Please continue the comment thread about literature departments, picking up right after its last sentence.

Source document:
== Segment start ==
I liked this hub too, even though I never attended any college classes. I read for the entertainment and for the philosophy of the writer, not the political thoughts, but many times the two are intertwined.


Elena. profile image

Elena. 7 years ago from Madrid

I join the club: I loved this hub! And this line: "In order to remedy this perceived flaw in the doing-nothing-ness of an English major, the student takes on a social perspective." Personally, I think lit is self suficient and the major purpose it serves is enriching the mind and soul, our inner world, more than for the outer one. I wonder what's up in lit classes nowadays, maybe it's just the way you tell it, but I wouldn't know.


Leta S 7 years ago

I don't remember, even though I'm a fan (!), but you have to be a writing major.  I think we are the only ones who really notice these things about the literature departments.  I remember in a specific author seminar the instructor and students actually talking about the stains and markings of a freakin' original manuscript as some kind of literary criticism argument.  And that was the beginning of the end for me...  I absolutely don't mind political discussions and takes on literature--but when we are talking about stains proving this or that in a most pedantic fashion, among other things, time for a breath of fresh air.

SOME writers write in creative writing departments, lol.  Oh, you'll know who you are--if you keep doing it.

Your hubs are original and interesting, :).


Aya Katz profile image

Aya Katz 7 years ago from The Ozarks

FreezePopMorality, great hub! You made a lot of valid points.

People who are really interested in literature are rarely found in lit departments, because there are so many people there who are NOT interested in literature that they've been driven out.

Part of the problem is that every high school graduate is expected to go to college today, for no apparent reason. They are told that if they just have a college education -- no matter in what subject! -- they'll make more money at their job. This is not true, but that aspect of it is irrelevant here. Once they decide to go to college, they often find themselves pressured to pick a major. If they're not good at math, then the sciences, engineering and computer programming are right out. That leaves the humanities. If they're not good at music or art or languages, they end up in the English department. There are apparently no prerequisites there.
== Segment end ==
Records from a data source
== Segment start ==
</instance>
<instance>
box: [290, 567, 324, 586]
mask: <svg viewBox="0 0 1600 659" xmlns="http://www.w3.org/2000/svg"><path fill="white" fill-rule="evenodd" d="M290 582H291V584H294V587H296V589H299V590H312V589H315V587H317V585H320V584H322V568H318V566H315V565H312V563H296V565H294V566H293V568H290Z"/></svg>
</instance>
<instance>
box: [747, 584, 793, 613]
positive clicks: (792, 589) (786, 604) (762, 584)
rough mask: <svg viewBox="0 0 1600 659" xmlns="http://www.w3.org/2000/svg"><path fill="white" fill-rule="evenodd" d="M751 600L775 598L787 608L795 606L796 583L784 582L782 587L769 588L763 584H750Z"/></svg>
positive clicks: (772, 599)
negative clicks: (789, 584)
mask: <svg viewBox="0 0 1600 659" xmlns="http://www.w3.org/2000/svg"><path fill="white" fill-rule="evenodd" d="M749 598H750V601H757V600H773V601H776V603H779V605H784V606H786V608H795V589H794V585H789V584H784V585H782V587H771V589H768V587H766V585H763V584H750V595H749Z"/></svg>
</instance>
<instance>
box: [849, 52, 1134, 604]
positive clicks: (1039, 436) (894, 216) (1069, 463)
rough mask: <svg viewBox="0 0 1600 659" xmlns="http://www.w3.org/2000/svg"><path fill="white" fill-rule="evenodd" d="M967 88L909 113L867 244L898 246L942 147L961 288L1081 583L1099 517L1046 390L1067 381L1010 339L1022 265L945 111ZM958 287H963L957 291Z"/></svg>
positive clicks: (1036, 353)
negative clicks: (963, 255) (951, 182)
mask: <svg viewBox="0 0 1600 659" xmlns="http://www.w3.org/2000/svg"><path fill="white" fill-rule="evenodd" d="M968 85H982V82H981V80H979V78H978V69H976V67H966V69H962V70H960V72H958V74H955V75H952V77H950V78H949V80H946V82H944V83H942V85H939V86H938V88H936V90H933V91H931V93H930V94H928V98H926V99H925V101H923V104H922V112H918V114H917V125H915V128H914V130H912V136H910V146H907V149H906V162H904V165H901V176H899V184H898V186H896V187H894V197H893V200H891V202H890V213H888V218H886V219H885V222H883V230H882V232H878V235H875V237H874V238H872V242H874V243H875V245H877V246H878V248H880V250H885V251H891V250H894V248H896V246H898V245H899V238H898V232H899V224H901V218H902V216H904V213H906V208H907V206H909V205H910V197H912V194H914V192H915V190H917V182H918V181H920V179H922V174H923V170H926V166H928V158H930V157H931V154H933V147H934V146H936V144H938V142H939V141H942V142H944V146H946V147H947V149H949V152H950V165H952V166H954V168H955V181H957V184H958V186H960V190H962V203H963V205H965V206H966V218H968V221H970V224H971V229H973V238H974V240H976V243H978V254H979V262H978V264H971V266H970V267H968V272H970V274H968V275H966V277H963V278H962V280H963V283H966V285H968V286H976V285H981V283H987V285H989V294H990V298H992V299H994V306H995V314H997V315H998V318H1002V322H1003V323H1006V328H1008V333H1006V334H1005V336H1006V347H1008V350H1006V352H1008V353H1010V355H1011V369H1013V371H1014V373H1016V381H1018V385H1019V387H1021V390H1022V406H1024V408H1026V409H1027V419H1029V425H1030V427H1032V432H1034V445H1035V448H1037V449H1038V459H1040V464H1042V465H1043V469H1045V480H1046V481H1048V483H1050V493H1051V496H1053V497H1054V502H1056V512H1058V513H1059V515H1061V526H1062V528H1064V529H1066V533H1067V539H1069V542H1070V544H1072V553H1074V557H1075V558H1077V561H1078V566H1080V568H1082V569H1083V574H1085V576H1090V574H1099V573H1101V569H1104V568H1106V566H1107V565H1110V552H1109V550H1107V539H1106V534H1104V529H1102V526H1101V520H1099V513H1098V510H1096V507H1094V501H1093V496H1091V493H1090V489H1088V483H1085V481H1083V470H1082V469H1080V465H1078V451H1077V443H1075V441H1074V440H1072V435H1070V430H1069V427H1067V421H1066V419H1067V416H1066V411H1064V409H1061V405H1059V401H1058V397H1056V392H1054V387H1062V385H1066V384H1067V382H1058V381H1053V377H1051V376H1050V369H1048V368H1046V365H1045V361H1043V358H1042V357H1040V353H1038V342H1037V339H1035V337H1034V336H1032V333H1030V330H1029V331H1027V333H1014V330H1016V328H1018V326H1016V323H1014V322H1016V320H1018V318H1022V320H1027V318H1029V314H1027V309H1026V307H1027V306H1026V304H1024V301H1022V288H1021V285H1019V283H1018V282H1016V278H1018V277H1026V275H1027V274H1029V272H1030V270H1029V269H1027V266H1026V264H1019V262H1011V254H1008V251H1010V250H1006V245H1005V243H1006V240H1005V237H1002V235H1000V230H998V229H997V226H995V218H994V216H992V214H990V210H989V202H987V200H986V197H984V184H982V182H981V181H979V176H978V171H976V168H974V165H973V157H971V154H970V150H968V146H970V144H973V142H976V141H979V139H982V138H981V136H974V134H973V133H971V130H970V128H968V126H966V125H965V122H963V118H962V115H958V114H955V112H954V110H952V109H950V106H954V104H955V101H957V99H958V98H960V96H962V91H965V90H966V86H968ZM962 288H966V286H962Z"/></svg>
== Segment end ==
Task result:
FreezepopMorality profile image

FreezepopMorality 7 years ago Author

Hey guys, glad to see I'm not the only who noticed this problem. Teresa, I think you're classes would have been fun and not 'anti-colonial in any way, I'm sure. Yes, Aya, you're right. College and university has become just something one does. Although, it seems like people are now realising its not true. The trades are getting a lot more respect than you used to. I've often wished I'd gone down one of those paths, but then I remember that I can't really do anything else but be around words and books, even if that means my bills don't get paid on time.

Lita, I think you managed to correctly identify me. Okay, there are SOME people in writing departments that write, but even they pretend they don't so they fit in with the other lazy artistes. Ha, but I kid. It just surprised me that it was in the writing department that I found readers. Perhaps, its like Aya says, and not many of those "have-to-go-college" types gravitate to writing when they can skate by in English instead.


Shelly Bryant profile image

Shelly Bryant 5 years ago from Singapore and/or Shanghai

I LOVED this hub. I loved my lit studies, even learning to like the perspectives politics offer on literature some of the time, but it wasn't what I studied literature for. I studied because I loved books and hoped to eventually write good literature — not criticism — myself. My lit degree is, oddly enough, being put into use in my writing. ;-)

Your thoughts reminded me of something that happened in my Shakespeare class. The teacher went around on the first day asking each student two questions — why are you doing your masters in literature, and why are you taking this class in particular? My answer to both was, "For fun." She was surprised by the answer, and referred back to it sarcastically very often for the rest of the semester.